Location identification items
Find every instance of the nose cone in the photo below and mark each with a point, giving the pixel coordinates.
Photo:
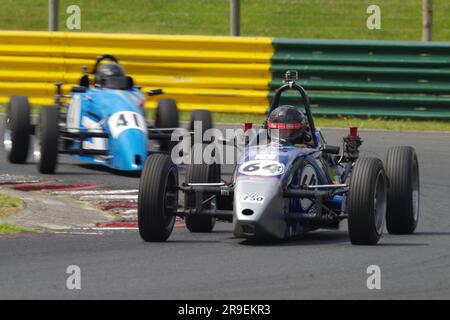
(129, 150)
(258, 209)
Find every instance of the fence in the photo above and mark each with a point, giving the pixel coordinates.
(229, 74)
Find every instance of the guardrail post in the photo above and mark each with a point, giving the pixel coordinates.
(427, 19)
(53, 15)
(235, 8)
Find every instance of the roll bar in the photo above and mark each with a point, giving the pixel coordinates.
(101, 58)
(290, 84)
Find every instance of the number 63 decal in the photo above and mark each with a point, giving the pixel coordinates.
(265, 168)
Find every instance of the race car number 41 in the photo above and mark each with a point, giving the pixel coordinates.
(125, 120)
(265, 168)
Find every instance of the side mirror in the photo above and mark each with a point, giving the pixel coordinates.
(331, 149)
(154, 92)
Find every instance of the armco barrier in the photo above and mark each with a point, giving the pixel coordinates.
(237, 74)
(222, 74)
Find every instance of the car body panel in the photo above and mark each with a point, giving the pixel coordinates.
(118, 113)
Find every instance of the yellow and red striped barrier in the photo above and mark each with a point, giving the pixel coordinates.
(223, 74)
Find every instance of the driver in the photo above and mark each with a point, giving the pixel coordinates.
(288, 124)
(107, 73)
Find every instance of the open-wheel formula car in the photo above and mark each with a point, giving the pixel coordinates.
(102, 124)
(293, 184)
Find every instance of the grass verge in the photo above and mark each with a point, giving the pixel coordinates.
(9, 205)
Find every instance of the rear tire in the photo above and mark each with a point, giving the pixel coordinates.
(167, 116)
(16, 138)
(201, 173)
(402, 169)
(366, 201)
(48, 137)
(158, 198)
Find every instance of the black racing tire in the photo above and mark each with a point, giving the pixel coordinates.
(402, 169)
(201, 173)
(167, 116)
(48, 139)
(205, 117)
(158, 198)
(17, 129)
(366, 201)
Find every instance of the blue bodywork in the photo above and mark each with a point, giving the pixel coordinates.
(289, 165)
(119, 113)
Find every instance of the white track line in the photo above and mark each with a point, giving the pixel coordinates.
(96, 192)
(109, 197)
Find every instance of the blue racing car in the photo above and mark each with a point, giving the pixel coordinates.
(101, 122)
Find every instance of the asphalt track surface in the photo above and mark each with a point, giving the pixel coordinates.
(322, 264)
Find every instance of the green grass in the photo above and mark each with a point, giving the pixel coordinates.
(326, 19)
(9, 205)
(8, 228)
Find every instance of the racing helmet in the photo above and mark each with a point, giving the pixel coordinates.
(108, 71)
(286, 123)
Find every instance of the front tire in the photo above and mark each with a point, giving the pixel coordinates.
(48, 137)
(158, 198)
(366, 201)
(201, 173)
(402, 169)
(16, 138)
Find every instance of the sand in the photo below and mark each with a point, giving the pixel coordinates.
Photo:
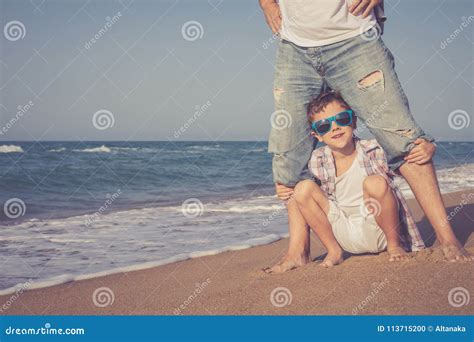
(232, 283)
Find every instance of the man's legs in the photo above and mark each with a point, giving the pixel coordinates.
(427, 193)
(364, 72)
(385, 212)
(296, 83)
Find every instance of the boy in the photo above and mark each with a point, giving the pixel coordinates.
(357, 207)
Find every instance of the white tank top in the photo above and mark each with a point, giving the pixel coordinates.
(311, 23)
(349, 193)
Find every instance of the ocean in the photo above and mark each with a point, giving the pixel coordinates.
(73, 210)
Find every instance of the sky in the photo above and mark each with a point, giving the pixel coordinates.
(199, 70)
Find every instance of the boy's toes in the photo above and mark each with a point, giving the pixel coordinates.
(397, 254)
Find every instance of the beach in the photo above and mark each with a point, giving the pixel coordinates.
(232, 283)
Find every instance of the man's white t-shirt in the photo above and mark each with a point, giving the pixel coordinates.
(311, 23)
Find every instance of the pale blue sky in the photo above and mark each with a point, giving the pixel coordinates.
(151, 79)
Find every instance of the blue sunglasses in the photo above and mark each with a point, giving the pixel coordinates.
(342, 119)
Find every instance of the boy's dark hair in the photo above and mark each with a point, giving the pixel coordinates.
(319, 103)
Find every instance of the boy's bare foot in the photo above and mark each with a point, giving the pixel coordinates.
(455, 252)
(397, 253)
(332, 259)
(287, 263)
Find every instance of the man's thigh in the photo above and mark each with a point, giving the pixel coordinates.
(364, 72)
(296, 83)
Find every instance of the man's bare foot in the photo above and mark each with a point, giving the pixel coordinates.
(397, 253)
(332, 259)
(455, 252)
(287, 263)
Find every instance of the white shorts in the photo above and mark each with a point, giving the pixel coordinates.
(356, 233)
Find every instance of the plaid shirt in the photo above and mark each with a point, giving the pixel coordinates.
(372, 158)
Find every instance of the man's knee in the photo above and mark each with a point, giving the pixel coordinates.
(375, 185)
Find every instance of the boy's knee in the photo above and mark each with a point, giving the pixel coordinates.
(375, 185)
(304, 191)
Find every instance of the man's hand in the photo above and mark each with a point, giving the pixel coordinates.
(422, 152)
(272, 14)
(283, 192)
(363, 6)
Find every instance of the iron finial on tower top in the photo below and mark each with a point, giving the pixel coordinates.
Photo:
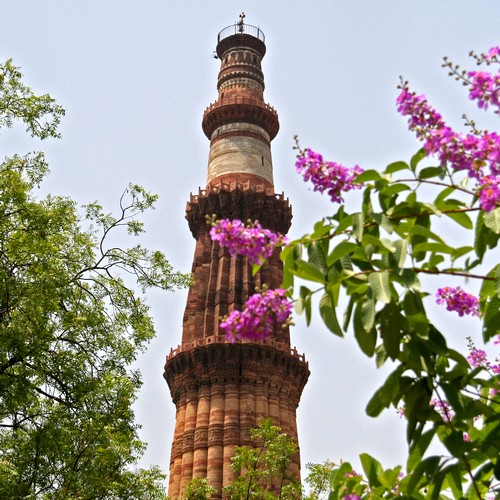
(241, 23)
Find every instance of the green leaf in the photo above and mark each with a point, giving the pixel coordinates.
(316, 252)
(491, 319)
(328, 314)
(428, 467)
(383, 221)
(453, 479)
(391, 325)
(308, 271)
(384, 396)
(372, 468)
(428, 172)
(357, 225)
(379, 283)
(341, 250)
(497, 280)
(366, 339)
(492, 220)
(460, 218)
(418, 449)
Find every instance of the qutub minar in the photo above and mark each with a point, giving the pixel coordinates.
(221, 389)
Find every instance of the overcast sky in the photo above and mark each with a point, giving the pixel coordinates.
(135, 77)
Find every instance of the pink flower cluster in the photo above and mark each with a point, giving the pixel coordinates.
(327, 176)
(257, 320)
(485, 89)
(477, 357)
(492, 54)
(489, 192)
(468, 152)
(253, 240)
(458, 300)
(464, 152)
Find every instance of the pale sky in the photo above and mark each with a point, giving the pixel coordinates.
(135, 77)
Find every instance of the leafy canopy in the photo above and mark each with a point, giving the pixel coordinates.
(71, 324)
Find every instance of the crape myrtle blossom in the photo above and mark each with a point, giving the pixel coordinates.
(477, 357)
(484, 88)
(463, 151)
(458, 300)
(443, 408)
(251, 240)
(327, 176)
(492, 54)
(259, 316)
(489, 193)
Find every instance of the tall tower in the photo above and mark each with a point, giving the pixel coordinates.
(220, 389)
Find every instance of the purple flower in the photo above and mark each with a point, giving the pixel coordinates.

■ WHAT YOU WILL DO ■
Reproduce every one of the lines above word for word, omitting the pictures.

■ SOLUTION BELOW ■
Find every instance of the nose cone in the photo below and mark each with a point, giving the pixel coordinates.
Photo:
(129, 150)
(258, 209)
Find every instance of the fence in the photo above and mark each with a point, giving the pixel coordinates.
(229, 74)
Find every instance of the guardrail post in the photo above and mark each with a point, giving the pixel coordinates.
(427, 19)
(53, 15)
(235, 8)
Find every instance of the roll bar in the photo above and mark each with a point, giving the pixel coordinates.
(101, 58)
(290, 84)
Find every instance of the number 63 decal in the photo above and mark each with a point, giving the pixel coordinates.
(265, 168)
Find every instance of the race car number 41 in the photo above and mark each with a point, giving the pixel coordinates.
(125, 120)
(265, 168)
Find every instance of the side mirror in the photo above and mark each with a point, giving the pixel coordinates.
(331, 149)
(154, 92)
Find every instance of the armco barrier in the photo above and mark each with a point, giving the pixel coordinates.
(237, 74)
(222, 74)
Find every instance of the car body panel in the photo above and mark each with a point, giving the pixel coordinates.
(118, 113)
Find every instance of the yellow and red striped barrier in the photo above and mark each with a point, giving the pixel coordinates.
(223, 74)
Find every instance of the driver in the photo above and mark each with a point, giving the pixel coordinates.
(288, 124)
(107, 73)
Find every instance of the open-wheel formula car in the photo above and mark each with a point, giving the pixel coordinates.
(102, 124)
(293, 184)
Find every instance of the grass verge in the photo above and mark each with a point, giving the pixel coordinates.
(9, 205)
Find every instance of the rear tire in the photo above and mark each with a point, giving the pixel coordinates.
(167, 116)
(16, 138)
(201, 173)
(402, 169)
(366, 201)
(48, 137)
(158, 198)
Find every instance of the black racing tire in the photo above and mark each with a point, giving the pixel coordinates.
(402, 169)
(201, 173)
(167, 116)
(48, 139)
(205, 117)
(158, 198)
(17, 129)
(366, 201)
Find every instance of the blue bodywork in the photo above and mark each with a point, giving the pixel coordinates.
(289, 165)
(119, 113)
Find every instance of the white track line in the photo above and mark each with a point, giving the pixel coordinates.
(96, 192)
(109, 197)
Find every instance of the blue racing car in the photo above and mark each with a point, giving the pixel coordinates.
(101, 122)
Find every instance of the asphalt track surface in the photo above and mark each with a point, giving the pixel coordinates.
(322, 264)
Find every instance of the green grass in the photo above and mark each with a point, giving the pixel coordinates.
(326, 19)
(9, 205)
(8, 228)
Find every instance of the racing helmet in the photo above and mark each with a point, giving the pixel coordinates.
(108, 71)
(286, 123)
Find every instance of the front tire in the photo above and mark each with a point, giving the pixel coordinates.
(48, 137)
(158, 198)
(366, 201)
(201, 173)
(402, 169)
(16, 138)
Find every instance of the sand in the photo below and mark each with a point, giving the pixel coordinates.
Photo:
(232, 283)
Find every instance of the man's legs in the photo above and mark each with a point, giving the pixel coordinates.
(427, 193)
(364, 72)
(385, 212)
(296, 83)
Find every instance of the boy in the photo above and mark each with a point, giving the pixel coordinates.
(357, 207)
Find every instance of the white tank top in the photo above and mark each with a point, giving the pixel coordinates.
(311, 23)
(349, 193)
Find every instance of the ocean in the photo above and mark each with a point, giving the pixel coordinates.
(73, 210)
Find every instance of the sky in the photo above and mark each with a point, giving the pixel coordinates.
(199, 70)
Find every instance of the boy's toes in the photo above and mark each with a point, giving the pixel coordinates.
(397, 254)
Find every instance of the beach in the photo above and mark each with a point, giving the pixel coordinates.
(232, 283)
Find every instance of the man's white t-shirt in the photo above and mark each with a point, giving the pixel coordinates.
(311, 23)
Find every instance of the pale blue sky in the photo above and mark each with a point, giving the pixel coordinates.
(151, 79)
Find every instance of the blue sunglasses in the photo above and mark each with a point, giving the pixel coordinates.
(342, 119)
Find every instance of the boy's dark hair in the photo above and mark each with a point, giving the pixel coordinates.
(319, 103)
Find every instance of the boy's bare foot in the photo above and mark each with a point, giving the pixel coordinates.
(455, 252)
(397, 253)
(332, 259)
(287, 263)
Find every instance of the man's thigh in the photo above and mark each with a point, giving the pixel coordinates.
(364, 72)
(296, 83)
Find every instance of the man's bare foot in the photo above and mark each with a point, giving the pixel coordinates.
(397, 253)
(332, 259)
(455, 252)
(287, 263)
Find every instance of the white shorts in the photo above and mark each with a point, giving the pixel coordinates.
(356, 233)
Find every instance of the plaid shirt in the photo above and mark each with a point, giving the pixel coordinates.
(372, 158)
Find every instance of the man's knee in the photo above and mark each with a point, giving the pixel coordinates.
(375, 185)
Find every instance of the boy's knee in the photo above and mark each with a point, giving the pixel coordinates.
(375, 185)
(304, 191)
Find every instance of the man's hand in the photo above and mark each with a point, giving the pixel coordinates.
(422, 152)
(272, 14)
(283, 192)
(363, 6)
Find every instance of the iron finial on tower top in the photo below and mark each with a point, giving the pixel coordinates.
Photo:
(241, 23)
Find every instance of the green leaf in the photo above and mark each with a point, giving the pixel coordinates.
(316, 252)
(491, 319)
(328, 314)
(428, 467)
(383, 221)
(453, 479)
(391, 325)
(308, 271)
(384, 396)
(372, 468)
(428, 172)
(357, 225)
(379, 283)
(341, 250)
(497, 280)
(366, 339)
(492, 220)
(460, 218)
(418, 449)
Find every instance of the qutub minar in the photo above and mark each with a point, giving the pixel coordinates.
(221, 389)
Find every instance of the overcast sky in the photo above and mark each with a point, giving the pixel coordinates.
(135, 77)
Find every instance of the pink flower cluster in the photo above and mark each with a point, giving the pixel coordinates.
(327, 176)
(257, 320)
(485, 89)
(477, 357)
(492, 54)
(489, 192)
(468, 152)
(253, 240)
(458, 300)
(464, 152)
Find every instance of the pale sky in the photo above and mark each with a point, giving the pixel coordinates.
(135, 77)
Find every instance of the leafy canopy in the photo above and mark each with a point, giving the pixel coordinates.
(71, 324)
Find every instance of the crape myrtle blossom in the photo above and mark each with a point, giving the pixel coordinates.
(477, 357)
(484, 88)
(463, 151)
(458, 300)
(443, 408)
(251, 240)
(327, 176)
(492, 54)
(259, 316)
(489, 193)
Find every instance of the tall tower in the photo above and mark each with a point, giving the pixel coordinates.
(220, 389)
Find every instance of the purple flower in the photo above and mark each with a point, giving the pixel coordinates.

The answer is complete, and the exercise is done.